*What is expected*: Reproduce every line of the records below verbatim, omitting the pictures.

*Records for this task*:
┄┄┄┄┄┄┄┄┄┄┄┄┄┄┄┄┄┄┄┄

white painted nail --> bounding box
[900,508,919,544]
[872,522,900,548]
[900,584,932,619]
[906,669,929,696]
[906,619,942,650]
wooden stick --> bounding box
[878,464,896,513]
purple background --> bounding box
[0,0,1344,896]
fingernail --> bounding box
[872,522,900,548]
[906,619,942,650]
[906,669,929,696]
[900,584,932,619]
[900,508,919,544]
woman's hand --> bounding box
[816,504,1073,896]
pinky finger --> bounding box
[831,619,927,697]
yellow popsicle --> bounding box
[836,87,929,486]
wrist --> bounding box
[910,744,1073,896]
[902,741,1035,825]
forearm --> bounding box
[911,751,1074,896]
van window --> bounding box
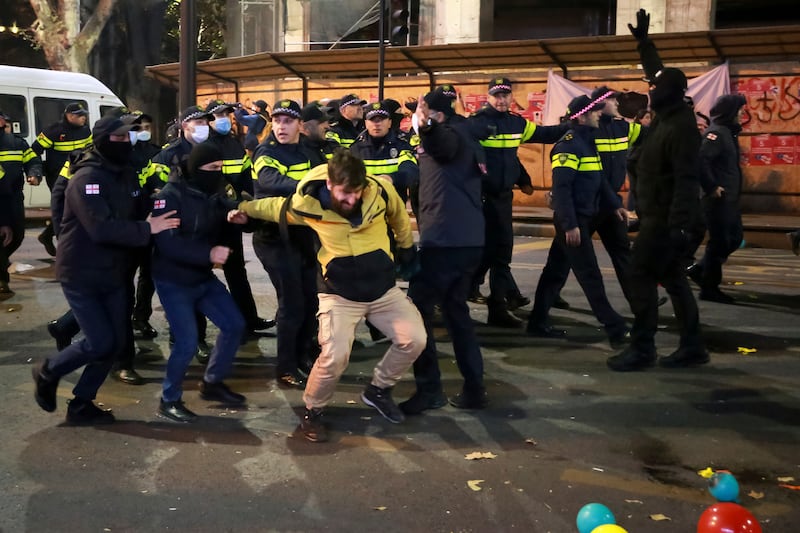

┄┄┄┄┄┄┄┄┄┄┄┄┄┄┄┄┄┄┄┄

*Exercise solution*:
white painted nail --> bounding box
[900,508,919,544]
[872,522,900,548]
[900,584,932,619]
[906,669,929,696]
[906,619,942,650]
wooden stick --> bounding box
[878,464,896,513]
purple background --> bounding box
[0,0,1344,896]
fingernail --> bounding box
[872,522,900,548]
[906,619,942,650]
[906,669,929,696]
[900,584,932,619]
[900,508,919,544]
woman's hand --> bounding box
[816,504,1073,896]
pinky finger --> bounding box
[831,619,927,697]
yellow popsicle --> bounding box
[836,87,929,486]
wrist --> bounding box
[910,744,1073,896]
[902,741,1035,825]
forearm --> bounding box
[911,751,1074,896]
van window --> bounding box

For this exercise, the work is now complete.